[Region pointing data]
Start of Block
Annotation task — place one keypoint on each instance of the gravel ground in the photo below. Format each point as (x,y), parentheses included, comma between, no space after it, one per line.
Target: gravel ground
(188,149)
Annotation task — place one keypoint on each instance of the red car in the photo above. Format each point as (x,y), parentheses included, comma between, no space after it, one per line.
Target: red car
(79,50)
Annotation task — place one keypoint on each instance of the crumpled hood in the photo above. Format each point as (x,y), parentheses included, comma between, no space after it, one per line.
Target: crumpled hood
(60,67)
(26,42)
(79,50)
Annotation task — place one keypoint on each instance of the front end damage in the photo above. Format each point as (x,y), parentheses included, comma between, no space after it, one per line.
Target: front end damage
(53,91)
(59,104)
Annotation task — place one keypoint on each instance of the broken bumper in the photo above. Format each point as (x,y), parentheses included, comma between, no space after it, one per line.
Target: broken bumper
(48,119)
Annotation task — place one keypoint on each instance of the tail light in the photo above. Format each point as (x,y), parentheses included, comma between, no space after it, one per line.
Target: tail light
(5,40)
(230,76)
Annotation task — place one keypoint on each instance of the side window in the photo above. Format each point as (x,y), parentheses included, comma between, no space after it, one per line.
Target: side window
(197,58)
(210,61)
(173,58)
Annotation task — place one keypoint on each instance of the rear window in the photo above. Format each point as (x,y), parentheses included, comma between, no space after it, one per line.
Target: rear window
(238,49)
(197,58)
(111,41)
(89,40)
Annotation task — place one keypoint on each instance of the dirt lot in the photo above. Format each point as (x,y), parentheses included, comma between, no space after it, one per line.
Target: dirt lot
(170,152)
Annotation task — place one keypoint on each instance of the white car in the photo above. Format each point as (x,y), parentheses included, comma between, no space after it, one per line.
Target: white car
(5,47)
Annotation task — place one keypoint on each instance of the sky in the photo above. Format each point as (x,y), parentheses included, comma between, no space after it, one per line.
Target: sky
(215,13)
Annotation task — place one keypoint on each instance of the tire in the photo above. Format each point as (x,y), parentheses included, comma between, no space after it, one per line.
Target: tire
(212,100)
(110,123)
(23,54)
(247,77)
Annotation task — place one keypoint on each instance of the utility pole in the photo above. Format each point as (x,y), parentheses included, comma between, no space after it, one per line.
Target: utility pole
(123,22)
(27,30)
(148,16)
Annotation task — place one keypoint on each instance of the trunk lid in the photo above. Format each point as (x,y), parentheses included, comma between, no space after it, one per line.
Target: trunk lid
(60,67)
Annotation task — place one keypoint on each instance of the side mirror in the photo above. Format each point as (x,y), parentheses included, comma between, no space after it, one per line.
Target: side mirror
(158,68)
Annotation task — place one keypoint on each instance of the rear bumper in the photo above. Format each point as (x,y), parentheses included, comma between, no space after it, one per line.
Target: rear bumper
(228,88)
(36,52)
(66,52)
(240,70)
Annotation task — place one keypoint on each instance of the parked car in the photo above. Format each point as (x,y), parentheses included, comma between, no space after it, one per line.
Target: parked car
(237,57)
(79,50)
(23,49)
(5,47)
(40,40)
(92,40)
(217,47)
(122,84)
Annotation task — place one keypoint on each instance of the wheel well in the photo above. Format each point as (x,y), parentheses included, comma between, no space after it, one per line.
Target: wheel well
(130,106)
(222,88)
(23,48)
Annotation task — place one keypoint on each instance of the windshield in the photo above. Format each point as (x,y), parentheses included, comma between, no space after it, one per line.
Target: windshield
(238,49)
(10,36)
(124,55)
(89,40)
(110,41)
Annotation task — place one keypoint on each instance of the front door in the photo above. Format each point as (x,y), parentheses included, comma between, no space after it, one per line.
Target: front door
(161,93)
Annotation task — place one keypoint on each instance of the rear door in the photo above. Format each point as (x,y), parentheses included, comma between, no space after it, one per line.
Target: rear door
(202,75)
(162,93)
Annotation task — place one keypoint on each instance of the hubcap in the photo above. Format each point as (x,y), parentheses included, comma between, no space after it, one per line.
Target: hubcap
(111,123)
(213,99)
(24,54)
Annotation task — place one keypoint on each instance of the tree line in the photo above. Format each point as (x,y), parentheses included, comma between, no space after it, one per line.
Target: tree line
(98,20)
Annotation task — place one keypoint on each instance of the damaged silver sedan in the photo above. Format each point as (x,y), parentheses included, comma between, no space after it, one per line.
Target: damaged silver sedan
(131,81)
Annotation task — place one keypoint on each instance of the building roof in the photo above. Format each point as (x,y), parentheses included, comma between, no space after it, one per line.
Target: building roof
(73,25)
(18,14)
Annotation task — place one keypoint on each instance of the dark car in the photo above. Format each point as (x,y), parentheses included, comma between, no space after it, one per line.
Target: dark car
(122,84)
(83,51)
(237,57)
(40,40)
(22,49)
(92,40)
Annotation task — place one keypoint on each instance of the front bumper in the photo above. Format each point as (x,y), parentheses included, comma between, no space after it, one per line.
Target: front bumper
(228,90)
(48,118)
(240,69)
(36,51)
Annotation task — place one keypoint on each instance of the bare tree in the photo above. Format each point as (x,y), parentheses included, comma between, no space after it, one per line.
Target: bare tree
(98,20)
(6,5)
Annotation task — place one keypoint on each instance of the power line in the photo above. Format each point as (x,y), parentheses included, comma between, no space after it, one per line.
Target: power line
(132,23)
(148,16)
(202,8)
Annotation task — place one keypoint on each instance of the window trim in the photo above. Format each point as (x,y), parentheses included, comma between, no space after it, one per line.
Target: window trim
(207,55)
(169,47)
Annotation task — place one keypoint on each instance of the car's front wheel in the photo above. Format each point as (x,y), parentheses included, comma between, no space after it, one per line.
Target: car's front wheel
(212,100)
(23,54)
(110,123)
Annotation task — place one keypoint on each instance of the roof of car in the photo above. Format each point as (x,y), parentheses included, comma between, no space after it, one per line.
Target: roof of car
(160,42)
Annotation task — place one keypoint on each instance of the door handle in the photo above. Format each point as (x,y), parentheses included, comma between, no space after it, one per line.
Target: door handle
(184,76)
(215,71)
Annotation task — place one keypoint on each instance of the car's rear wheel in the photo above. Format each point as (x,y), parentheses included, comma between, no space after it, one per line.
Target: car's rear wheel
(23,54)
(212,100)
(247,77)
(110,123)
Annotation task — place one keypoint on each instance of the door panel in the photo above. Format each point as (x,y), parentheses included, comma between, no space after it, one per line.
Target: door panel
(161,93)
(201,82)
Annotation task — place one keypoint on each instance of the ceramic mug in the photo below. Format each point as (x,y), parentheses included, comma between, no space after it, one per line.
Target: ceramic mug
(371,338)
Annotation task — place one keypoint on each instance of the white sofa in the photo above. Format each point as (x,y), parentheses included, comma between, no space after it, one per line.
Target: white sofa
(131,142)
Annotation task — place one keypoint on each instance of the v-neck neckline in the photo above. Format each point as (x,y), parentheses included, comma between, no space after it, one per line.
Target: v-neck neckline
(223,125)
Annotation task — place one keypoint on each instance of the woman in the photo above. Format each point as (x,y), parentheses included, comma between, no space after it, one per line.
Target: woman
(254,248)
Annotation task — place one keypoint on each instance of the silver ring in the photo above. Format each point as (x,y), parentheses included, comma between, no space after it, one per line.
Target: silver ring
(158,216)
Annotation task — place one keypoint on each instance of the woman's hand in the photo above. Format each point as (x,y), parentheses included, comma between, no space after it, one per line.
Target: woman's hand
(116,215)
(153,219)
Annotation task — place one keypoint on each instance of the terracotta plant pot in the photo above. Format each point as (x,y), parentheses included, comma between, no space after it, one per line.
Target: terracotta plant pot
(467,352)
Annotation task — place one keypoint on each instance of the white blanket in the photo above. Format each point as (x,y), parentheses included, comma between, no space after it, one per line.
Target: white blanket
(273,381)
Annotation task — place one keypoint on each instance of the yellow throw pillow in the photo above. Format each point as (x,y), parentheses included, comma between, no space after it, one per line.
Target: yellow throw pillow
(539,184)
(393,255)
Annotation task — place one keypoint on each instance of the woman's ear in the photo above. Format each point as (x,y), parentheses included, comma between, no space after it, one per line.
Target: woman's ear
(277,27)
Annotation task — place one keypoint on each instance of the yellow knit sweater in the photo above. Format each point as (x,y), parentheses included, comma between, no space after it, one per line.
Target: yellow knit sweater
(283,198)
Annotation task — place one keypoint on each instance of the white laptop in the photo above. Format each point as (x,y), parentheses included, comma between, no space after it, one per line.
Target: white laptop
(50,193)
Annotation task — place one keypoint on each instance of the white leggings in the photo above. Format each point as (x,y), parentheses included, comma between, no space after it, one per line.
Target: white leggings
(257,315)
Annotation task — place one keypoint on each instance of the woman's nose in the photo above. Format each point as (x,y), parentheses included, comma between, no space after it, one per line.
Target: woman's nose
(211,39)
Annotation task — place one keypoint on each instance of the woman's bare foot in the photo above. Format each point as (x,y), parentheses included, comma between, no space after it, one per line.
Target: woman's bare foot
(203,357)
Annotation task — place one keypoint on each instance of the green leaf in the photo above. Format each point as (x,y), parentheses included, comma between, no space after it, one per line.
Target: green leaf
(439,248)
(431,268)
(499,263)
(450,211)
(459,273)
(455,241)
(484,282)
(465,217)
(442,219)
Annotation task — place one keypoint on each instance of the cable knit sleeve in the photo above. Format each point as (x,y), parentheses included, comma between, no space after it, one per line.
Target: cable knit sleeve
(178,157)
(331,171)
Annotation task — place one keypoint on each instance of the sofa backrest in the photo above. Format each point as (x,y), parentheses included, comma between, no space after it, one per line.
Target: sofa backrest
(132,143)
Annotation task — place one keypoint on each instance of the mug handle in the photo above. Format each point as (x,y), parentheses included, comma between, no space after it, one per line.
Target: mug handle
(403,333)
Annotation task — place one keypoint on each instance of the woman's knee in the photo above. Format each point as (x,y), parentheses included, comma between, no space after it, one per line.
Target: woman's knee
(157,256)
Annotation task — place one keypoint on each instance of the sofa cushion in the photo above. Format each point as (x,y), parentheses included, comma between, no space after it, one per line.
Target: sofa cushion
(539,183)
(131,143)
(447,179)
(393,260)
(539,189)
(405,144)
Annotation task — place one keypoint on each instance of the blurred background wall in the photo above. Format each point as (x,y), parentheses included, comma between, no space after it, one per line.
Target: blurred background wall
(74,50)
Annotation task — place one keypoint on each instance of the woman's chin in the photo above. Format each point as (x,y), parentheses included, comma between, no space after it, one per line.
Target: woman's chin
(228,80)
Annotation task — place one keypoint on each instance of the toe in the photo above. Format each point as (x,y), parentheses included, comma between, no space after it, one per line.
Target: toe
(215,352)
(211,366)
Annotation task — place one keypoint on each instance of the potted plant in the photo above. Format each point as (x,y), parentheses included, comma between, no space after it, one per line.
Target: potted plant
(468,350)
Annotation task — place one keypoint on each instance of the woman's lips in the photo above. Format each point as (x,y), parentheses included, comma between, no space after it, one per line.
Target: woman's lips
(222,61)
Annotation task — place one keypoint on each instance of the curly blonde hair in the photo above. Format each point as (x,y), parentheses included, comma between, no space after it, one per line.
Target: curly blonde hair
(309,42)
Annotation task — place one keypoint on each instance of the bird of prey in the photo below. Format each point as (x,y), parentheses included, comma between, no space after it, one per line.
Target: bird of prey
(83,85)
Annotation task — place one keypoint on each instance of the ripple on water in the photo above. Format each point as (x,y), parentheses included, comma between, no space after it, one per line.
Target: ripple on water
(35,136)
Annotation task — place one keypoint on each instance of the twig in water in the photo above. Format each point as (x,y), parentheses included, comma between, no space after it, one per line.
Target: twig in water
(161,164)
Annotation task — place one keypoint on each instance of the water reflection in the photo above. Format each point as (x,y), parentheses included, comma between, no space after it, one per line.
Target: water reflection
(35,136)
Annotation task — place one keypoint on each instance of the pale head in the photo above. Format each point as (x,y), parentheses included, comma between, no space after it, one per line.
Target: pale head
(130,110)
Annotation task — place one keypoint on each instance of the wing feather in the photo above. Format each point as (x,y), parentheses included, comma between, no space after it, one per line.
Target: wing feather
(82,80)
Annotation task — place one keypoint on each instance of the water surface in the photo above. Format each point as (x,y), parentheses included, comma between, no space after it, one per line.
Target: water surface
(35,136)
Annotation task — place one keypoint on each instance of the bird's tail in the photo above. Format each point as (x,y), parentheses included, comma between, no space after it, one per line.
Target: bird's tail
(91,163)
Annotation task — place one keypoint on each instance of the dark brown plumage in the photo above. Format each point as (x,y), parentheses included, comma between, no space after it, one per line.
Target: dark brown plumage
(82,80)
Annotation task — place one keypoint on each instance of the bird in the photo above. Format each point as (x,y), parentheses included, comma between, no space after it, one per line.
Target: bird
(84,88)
End of Block
(WHAT IS EXPECTED) Beginning at the line above that contains "the woman's ear", return each line exactly through the line that contains "the yellow knit", and no others.

(REPLY TO THE EXERCISE)
Annotation task — place one keypoint on each instance of the woman's ear in the photo above. Format each point as (x,y), parentheses included, comma between, no space after it, one per line.
Target: woman's ear
(277,27)
Annotation task — place one keypoint on each instance of the yellow knit sweater in the photo above. Format each point as (x,y), parentheses included, comma between, no space after it, one per line.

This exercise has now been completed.